• _What to produce_
Reproduce the full article on Labour's pledge to tackle NHS waste word for word, with no changes.

Labour vows to tackle 'NHS waste' if it wins next election
- Published
Labour has vowed to tackle NHS "waste" if it wins the next election, saying inefficiencies are costing the health service billions of pounds.
In a speech, shadow health minister Karin Smyth said taxpayers were "paying more and getting less" due to lack of reforms under the Conservatives.
She said savings could be made by improving communication with patients and cutting management consultants.
Staff shortages had also fed a reliance on recruitment agencies, she added.
More effective use of resources, Ms Smyth argued, was also supported by NHS workers who were frustrated by old kit and "unnecessary box-ticking exercises".
Labour has made improving NHS services a central part of its offer to voters ahead of the general election expected to take place later this year.
But with the party also signed up to strict tax and spending rules to burnish its economic credibility, it has not committed itself to big spending increases on health.

• _Record extracts_
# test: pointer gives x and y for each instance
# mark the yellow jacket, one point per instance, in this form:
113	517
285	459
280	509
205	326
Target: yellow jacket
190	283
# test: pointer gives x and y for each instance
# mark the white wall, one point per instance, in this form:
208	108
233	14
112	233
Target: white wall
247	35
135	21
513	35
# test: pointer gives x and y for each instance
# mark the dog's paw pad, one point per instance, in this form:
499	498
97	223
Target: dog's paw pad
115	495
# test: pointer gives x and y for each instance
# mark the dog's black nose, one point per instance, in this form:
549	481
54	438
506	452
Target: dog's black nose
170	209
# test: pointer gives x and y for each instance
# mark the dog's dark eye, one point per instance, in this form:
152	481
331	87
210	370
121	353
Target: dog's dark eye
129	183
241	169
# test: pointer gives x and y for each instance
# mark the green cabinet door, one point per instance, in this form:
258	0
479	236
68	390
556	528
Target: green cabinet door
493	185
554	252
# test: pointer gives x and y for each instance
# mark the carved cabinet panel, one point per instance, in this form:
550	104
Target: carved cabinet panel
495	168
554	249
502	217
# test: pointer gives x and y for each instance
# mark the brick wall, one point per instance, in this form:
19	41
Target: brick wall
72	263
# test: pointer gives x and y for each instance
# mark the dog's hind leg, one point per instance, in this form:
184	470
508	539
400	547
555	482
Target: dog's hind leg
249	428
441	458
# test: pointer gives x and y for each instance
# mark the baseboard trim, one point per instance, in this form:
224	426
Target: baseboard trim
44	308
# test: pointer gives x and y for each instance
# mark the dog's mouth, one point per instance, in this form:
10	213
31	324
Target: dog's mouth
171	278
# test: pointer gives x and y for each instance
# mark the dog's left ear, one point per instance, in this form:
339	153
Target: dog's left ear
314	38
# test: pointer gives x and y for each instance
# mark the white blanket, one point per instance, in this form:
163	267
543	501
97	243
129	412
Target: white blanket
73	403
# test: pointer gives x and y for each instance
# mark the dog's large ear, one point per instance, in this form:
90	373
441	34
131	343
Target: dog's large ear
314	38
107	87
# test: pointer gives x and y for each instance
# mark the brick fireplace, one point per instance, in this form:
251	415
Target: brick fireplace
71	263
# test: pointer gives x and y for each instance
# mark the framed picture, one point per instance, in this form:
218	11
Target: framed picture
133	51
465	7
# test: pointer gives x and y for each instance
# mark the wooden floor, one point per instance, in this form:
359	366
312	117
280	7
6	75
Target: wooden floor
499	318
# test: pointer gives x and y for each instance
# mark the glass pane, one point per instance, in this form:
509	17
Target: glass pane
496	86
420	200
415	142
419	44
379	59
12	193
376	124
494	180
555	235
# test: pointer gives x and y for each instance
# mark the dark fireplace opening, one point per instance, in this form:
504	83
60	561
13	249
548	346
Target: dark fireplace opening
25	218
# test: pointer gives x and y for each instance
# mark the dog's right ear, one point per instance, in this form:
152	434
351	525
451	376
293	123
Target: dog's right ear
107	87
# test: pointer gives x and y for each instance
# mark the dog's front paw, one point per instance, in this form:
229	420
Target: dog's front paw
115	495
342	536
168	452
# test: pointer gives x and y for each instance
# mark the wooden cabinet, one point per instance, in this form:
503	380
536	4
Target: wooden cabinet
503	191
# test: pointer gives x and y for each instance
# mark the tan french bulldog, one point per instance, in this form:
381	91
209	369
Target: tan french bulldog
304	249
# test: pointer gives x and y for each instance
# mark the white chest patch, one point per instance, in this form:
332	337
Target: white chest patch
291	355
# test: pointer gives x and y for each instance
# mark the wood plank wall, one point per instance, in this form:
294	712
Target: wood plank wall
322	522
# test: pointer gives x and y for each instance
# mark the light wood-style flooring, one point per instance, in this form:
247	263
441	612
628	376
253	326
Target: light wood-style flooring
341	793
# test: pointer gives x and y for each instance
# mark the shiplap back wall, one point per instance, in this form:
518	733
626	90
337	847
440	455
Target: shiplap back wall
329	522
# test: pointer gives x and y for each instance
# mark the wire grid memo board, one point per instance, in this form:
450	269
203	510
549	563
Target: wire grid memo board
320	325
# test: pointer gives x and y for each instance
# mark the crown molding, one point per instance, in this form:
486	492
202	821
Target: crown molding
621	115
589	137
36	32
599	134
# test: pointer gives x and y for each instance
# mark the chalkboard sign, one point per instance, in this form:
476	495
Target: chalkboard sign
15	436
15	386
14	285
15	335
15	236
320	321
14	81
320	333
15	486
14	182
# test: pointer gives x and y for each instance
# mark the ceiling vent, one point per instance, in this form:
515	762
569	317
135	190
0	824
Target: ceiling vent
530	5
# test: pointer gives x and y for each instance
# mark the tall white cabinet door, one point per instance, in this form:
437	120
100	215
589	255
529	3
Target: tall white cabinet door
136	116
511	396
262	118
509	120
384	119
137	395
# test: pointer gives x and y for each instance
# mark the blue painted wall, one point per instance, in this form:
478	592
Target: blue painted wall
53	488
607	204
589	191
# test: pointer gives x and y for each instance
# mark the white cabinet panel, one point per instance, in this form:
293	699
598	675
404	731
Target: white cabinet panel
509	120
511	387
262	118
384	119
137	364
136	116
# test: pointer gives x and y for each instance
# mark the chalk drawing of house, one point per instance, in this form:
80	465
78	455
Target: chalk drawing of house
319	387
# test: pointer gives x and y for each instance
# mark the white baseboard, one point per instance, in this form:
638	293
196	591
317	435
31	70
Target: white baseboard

• _Response to this exercise_
Labour vows to tackle 'NHS waste' if it wins next election
- Published
Labour has vowed to tackle NHS "waste" if it wins the next election, saying inefficiencies are costing the health service billions of pounds.
In a speech, shadow health minister Karin Smyth said taxpayers were "paying more and getting less" due to lack of reforms under the Conservatives.
She said savings could be made by improving communication with patients and cutting management consultants.
Staff shortages had also fed a reliance on recruitment agencies, she added.
More effective use of resources, Ms Smyth argued, was also supported by NHS workers who were frustrated by old kit and "unnecessary box-ticking exercises".
Labour has made improving NHS services a central part of its offer to voters ahead of the general election expected to take place later this year.
But with the party also signed up to strict tax and spending rules to burnish its economic credibility, it has not committed itself to big spending increases on health.